What needs to be done =
In the Breaking Bad finale party post below, what is the title of the piece by Flannery O'Connor that it quotes?

Page text =
###

Sunday, September 1, 2013

Breaking Bad Finale Party

At the top of my dream guest list for our soirée tonight is Flannery O'Connor, who would be followed by Shakespeare, William Faulkner, Tim O'Brien, and Cormac McCarthy because they all understand that goodness must be earned and understood, even while the desire for power swirls around us in pools of easy temptation. Flannery O'Connor's quote (along with several from Macbeth and King Lear) is the one clanging in my head today: "There is something in us, as storytellers and listeners to stories, that demands the redemptive act, that demands that what falls at least be offered the chance to be restored. The reader of today looks for this motion, and rightly so, but what he has forgotten is the cost of it. His sense evil is diluted or lacking altogether and so he has forgotten the price of restoration. When he reads a novel, he wants either his senses tormented or his spirits raised. He wants to be transported, instantly, either to a mock damnation or a mock innocence" ("The Serious Writer and the Tired Reader"). Even if the characters cannot be redeemed, here's hoping that the audience's motivation to find real redemption will be re-kindled. I know mine has.

###

Data =
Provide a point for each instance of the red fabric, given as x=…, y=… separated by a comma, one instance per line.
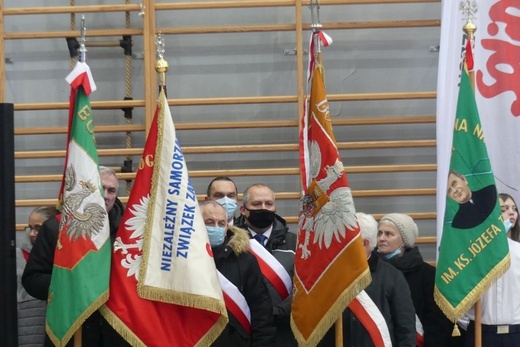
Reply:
x=237, y=312
x=271, y=275
x=153, y=322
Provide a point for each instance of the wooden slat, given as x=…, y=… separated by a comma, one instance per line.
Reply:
x=102, y=105
x=273, y=3
x=279, y=196
x=237, y=125
x=229, y=29
x=231, y=101
x=63, y=130
x=254, y=172
x=192, y=6
x=236, y=149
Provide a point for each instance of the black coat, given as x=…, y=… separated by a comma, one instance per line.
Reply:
x=282, y=245
x=241, y=268
x=36, y=280
x=389, y=292
x=421, y=280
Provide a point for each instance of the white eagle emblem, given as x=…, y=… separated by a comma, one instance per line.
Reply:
x=83, y=220
x=136, y=224
x=337, y=215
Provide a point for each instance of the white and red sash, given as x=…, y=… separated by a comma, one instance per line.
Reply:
x=371, y=318
x=271, y=268
x=235, y=302
x=420, y=332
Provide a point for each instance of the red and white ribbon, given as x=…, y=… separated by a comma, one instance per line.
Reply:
x=235, y=302
x=371, y=318
x=271, y=269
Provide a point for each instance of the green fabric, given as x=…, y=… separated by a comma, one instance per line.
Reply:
x=80, y=277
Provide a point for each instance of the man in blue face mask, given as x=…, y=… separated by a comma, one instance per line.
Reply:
x=224, y=191
x=259, y=218
x=241, y=271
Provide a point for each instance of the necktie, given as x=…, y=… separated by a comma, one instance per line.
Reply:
x=260, y=238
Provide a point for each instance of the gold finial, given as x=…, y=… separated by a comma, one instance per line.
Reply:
x=469, y=9
x=161, y=65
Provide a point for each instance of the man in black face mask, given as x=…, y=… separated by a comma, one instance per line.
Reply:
x=259, y=218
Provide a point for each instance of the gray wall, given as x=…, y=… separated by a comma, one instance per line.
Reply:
x=241, y=65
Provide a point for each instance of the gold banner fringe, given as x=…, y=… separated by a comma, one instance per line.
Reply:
x=78, y=323
x=335, y=311
x=182, y=298
x=153, y=190
x=456, y=313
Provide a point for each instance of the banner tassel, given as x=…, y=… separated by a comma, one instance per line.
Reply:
x=456, y=331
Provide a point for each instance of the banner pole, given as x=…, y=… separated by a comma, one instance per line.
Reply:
x=77, y=336
x=338, y=327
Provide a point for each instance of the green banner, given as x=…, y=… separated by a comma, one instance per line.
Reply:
x=81, y=271
x=473, y=250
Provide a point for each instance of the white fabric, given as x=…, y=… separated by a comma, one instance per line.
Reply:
x=79, y=69
x=500, y=125
x=177, y=240
x=373, y=312
x=234, y=294
x=272, y=262
x=501, y=303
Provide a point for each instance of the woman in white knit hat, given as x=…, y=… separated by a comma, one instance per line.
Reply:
x=396, y=244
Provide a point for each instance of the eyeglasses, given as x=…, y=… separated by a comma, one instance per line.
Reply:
x=29, y=228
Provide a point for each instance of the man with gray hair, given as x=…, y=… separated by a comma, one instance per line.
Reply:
x=388, y=291
x=259, y=219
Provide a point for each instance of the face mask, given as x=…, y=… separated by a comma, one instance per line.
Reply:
x=260, y=219
x=507, y=225
x=229, y=204
x=393, y=254
x=216, y=235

###

Full answer =
"The Serious Writer and the Tired Reader"